▸ **Auszug**:
######
Global Points bekommst Du für ein gutes Ergebnis in einem benchmark unabhängig von der Hardware. Da trittst Du aber gegen die Besten der Welt an. Da gibt es kaum einen der nicht zumindest mit Dice oder LN2 bencht. Und dort Punkte zu machen ist meistens nur ein kurzes Vergnügen, da du oft schon einen Tag später wieder deinen Platz verloren hast.

Ich mach es so: Bevor ich ein Ergebnis hochlade seh ich mir die Ergebnisse auf HWbot an. Wenn ich mit meinem Ergebnis gar nicht in die Punkteränge komme, lade ich es gar nicht erst hoch.

Die Ergebnisse findest du unter:

benchmarking/benchmark results/search/"deine Hardware"


P.S.: Ausserdem dauert es eine Weile bis die Punkte gezählt werden. Das kann zwischen 5min und 1h dauern.


----------



## nulchking (21. Mai 2009)

*AW: Einsteiger-Guide Hwbot*

Ahh danke. Bin unter den Top 100 bei 8600GT habe aber keine Punkte kann das passieren?


----------



## Alriin (21. Mai 2009)

*AW: Einsteiger-Guide Hwbot*

Na klar... brauchst dir ja nur die Rangliste ansehen ab welchem Resultat man Punkte bekommt. Vergiß aber nicht die Anzahl der Grafikkarten einzustellen.... sonst ist die Rangliste etwas verwirrend.


----------



## crooper (22. Mai 2009)
######
▸ **Angezeigte Daten**:
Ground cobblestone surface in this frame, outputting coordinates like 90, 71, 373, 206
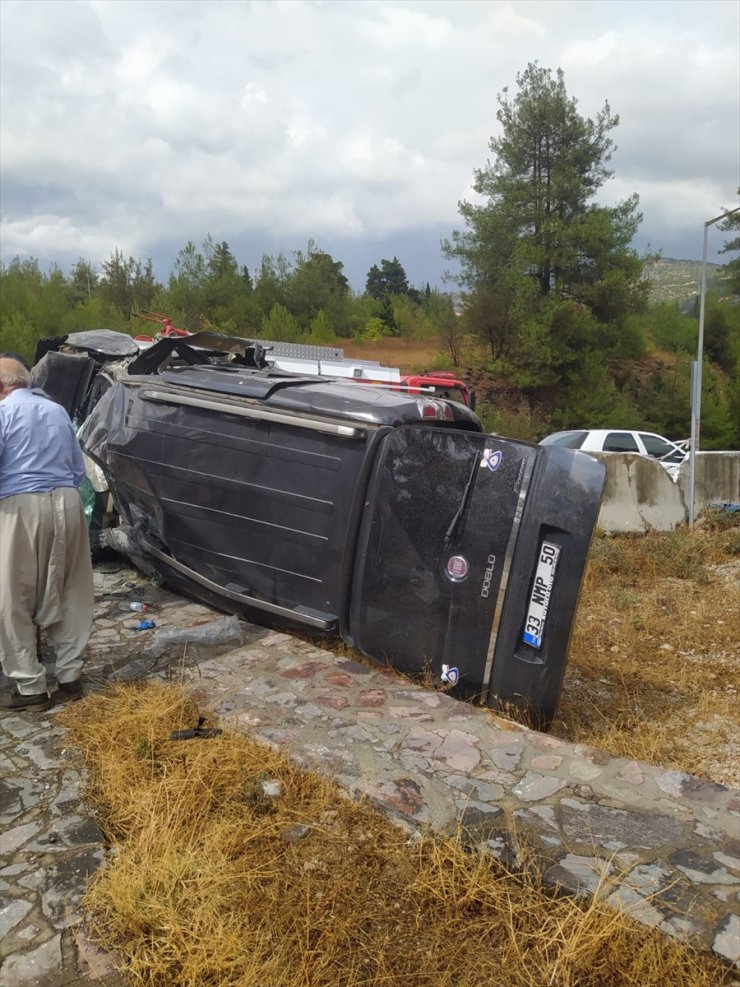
0, 563, 740, 987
######
▸ **Aufgaben**:
A. Wie lange kann es laut dem Auszug dauern, bis die Punkte gezählt werden?
B. Ändere im Auszug den Abschnitt von „Na klar... brauchst“ bis einschließlich „(22. Mai 2009)“, indem du „Rangliste“ überall durch „Tabelle“ ersetzt, und gib den geänderten Abschnitt wieder.

▸ **Lösungen**:
A. Zwischen 5 Minuten und 1 Stunde.

B.
Na klar... brauchst dir ja nur die Tabelle ansehen ab welchem Resultat man Punkte bekommt. Vergiß aber nicht die Anzahl der Grafikkarten einzustellen.... sonst ist die Tabelle etwas verwirrend.


----------



## crooper (22. Mai 2009)